## Your instructions:
All of the data below should be printed again exactly, pictures excluded.

------------------------

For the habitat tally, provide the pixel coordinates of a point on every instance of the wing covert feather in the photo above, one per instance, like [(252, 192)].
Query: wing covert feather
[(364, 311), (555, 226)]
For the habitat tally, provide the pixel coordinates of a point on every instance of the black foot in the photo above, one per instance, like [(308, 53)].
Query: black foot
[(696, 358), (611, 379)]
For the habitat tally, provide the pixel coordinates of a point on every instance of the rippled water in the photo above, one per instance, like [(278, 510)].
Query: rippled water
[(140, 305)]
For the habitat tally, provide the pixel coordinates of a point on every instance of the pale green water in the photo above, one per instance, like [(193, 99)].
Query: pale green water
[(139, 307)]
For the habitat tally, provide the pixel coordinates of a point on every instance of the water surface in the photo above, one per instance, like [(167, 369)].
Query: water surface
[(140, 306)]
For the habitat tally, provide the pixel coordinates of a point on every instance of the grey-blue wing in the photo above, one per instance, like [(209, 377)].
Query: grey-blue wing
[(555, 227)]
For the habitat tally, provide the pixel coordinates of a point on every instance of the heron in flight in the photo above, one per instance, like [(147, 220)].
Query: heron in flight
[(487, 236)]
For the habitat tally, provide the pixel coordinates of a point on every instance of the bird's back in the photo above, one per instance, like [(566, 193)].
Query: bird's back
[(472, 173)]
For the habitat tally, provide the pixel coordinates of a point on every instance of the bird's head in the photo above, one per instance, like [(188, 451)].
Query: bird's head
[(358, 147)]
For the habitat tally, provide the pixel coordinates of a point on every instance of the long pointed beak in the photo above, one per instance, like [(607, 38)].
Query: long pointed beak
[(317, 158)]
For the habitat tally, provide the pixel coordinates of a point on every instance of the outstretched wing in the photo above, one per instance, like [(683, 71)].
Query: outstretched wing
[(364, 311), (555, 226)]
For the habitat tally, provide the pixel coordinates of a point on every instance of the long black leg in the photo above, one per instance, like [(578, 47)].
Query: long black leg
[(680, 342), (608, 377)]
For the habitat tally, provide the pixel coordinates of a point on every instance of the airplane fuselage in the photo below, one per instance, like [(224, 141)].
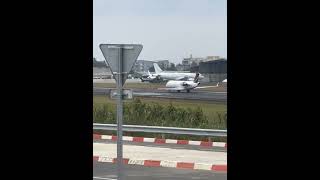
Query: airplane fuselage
[(177, 75), (186, 85)]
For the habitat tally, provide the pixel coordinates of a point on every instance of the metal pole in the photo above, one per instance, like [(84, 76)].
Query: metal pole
[(119, 117)]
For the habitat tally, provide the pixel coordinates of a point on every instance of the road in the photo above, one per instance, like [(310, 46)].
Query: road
[(193, 95), (108, 171)]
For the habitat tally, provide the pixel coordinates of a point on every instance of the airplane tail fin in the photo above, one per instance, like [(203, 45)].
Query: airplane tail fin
[(196, 78), (157, 69)]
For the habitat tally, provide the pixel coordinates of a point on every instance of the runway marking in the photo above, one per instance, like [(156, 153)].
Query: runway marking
[(103, 178)]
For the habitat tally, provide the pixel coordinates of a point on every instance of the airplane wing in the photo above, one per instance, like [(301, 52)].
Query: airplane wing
[(202, 87), (172, 89), (182, 79)]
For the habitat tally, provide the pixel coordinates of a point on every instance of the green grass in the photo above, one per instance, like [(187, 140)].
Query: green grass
[(208, 107), (210, 110), (155, 86)]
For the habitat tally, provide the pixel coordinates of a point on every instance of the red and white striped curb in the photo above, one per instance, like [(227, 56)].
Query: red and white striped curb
[(162, 141), (164, 163)]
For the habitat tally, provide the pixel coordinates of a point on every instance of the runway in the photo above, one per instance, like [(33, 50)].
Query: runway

------------------------

## Answer to the problem:
For the habitat tally, provide the pixel coordinates of a point on every instance of the wing covert feather in the photo above, one per instance, like [(252, 192)].
Query: wing covert feather
[(364, 311), (555, 226)]
For the habitat tally, provide the pixel coordinates of a point on every instance of the black foot in the photo above, one per instance, like [(308, 53)].
Query: black foot
[(696, 358), (611, 379)]
For the habitat tally, provide the pixel coordinates of a point on every instance of the rippled water in the photo above, one per instance, like [(278, 510)].
Query: rippled water
[(140, 305)]
For the habitat tally, provide the pixel coordinates of a point on every instance of the pale green water in the photo above, one per instance, like [(193, 99)].
Query: pale green water
[(139, 307)]
For the habitat tally, provide the pixel coordinates of a point on every instance of the water surface in the photo above, one per instance, like [(167, 369)].
Query: water surface
[(140, 306)]
For the habitat tally, provide the pixel coordinates of a point on every instance of the grey-blue wing in the photo above, one per instance, like [(209, 377)].
Query: grey-blue wing
[(555, 227)]
For the habitat tally, provide the pixel coordinates of a point on every instance of the heron in flight in the photo above, one per instance, like [(147, 220)].
Query: heron in flight
[(487, 236)]
For the habitat tally, provide the pixel coordinates of a point on every instance of the bird's back in the photo above, one per instance, like [(566, 193)].
Query: bird's back
[(472, 173)]
For the habitat tally, provide the pixel coordinates of a point on every instance of the bird's head in the photo above, one per instance, like [(188, 451)].
Query: bird's head
[(358, 147)]
For the habitat tally, provide the pixel coordinates of a point on every instance of the long pointed beak in the photo above, one per instance, like [(607, 38)].
Query: long pointed beak
[(317, 158)]
For the habitat tally, provide the pixel coordinates of a point on every instance of the outstretched wing in the photo above, one per instance, like [(683, 71)].
Query: outstretched wing
[(364, 311), (555, 226)]
For the habitat tally, provide the pixel coordinates of a point on every instance of the long black leg in the photo above, one per instance, like [(578, 47)].
Query: long black leg
[(680, 342), (608, 377)]
For the habitat tally, provide the pixel coordinates of a point on every instance of the airplane fuselage in the photo below, one per instance, like [(224, 141)].
Query: airplane fuselage
[(177, 75), (186, 85)]
For the habitat tally, provide the pixel coordinates of a point on every instance of the metal pole in the photo above, one per instance, like [(84, 76)].
Query: metal pole
[(119, 117)]
For the habitat tally, provide the pixel coordinates of a point on every instance of the road in the photo above, one per instance, like [(310, 46)].
Query: road
[(193, 95), (108, 171)]
For the habitat tally, provide the pixel coordinates of a point on every instance of the airplane tail fin in the photo above, one per instance, like [(203, 45)].
Query: airplane tail fin
[(196, 78), (157, 69)]
For the habitat tally, provide the pixel coordinates of a point on every instance of the runway marking in the photo above, one per instance, like [(156, 153)].
Query: runway marking
[(103, 178)]
For the habitat tally, provide the pixel coordinates of a point on every instance of the airplane wing in the photo above, one per instance, like [(301, 52)].
Query: airplane wing
[(202, 87), (172, 89), (182, 79)]
For the habitat tally, provide the pixel coordinates of a point on every instance of the green grass in the photo above, one per instance, like [(187, 140)].
Query: green grass
[(208, 107), (210, 110), (155, 86)]
For the habitat tally, provide the pixel coordinates of a point on every instance of the red and white striped curb in the photo above, one per instance, like [(227, 56)].
Query: red and white striped curb
[(162, 141), (164, 163)]
For the habitat tally, provide the pixel coordinates of a point on every instance of the runway in the photo above, one per instance, like [(33, 50)].
Query: runway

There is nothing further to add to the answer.